■ Stored data ■
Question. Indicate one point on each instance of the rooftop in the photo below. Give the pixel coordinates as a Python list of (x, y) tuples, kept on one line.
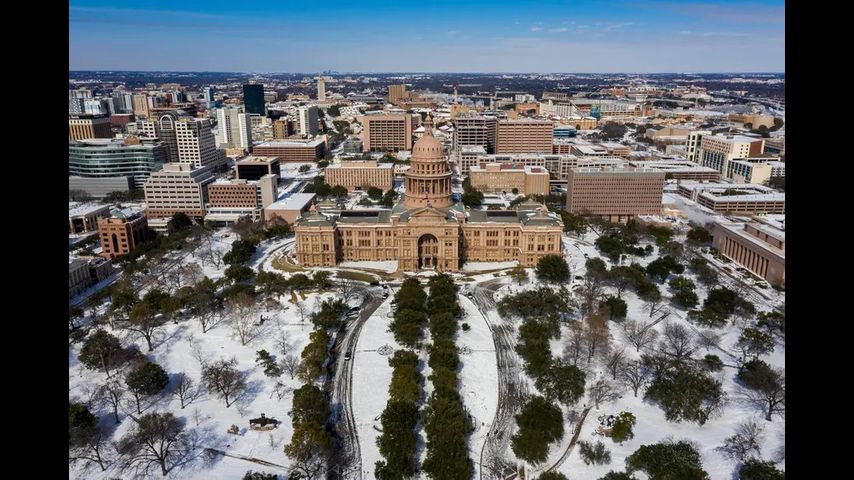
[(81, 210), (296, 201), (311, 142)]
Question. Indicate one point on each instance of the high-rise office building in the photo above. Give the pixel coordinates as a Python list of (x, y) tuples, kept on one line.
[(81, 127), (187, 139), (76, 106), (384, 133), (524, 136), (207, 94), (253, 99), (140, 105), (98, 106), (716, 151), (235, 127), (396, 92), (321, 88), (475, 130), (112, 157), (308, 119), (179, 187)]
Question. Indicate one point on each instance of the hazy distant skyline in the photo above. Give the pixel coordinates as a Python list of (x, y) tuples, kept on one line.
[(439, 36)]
...
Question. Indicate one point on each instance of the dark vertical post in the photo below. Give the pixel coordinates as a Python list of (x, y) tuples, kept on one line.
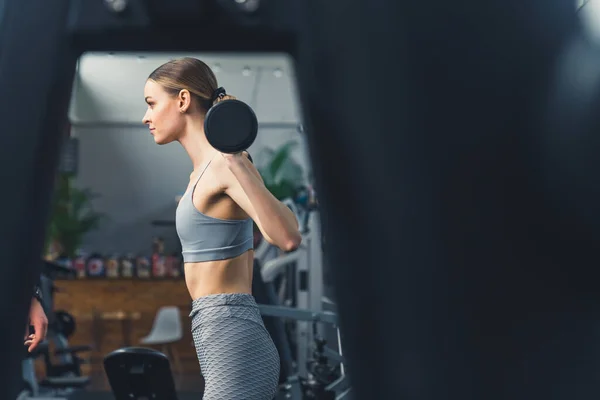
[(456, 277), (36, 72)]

■ Problem requirements ■
Reproduce the material as a numbered list, beginning at the line that contains "Question. Indicate one point on each instance of the rooftop" and stopping after the line that contains "[(439, 36)]". Skip blank lines and leave out the pictures.

■ Exercise solution ■
1. Question. Indicate one point on each instance of the rooftop in the photo below. Give the pixel coordinates as a Python list of (x, y) tuples, kept on one line.
2. [(81, 210), (296, 201), (311, 142)]
3. Question. Indicate one point on each instance of the high-rise office building in the photo above. Give the pixel coordinates as a Python list of (x, y) tuples, kept on one line.
4. [(81, 127), (187, 139), (76, 106), (384, 133), (524, 136), (207, 94), (253, 99), (140, 105), (98, 106), (716, 151), (235, 127), (396, 92), (321, 88), (475, 130), (112, 157), (308, 119), (179, 187)]
5. Question. Indicate one point on each instance of the hazy distant skyline in the photo above. Give the pixel coordinates as a Python list of (x, y) tuples, kept on one line.
6. [(439, 36)]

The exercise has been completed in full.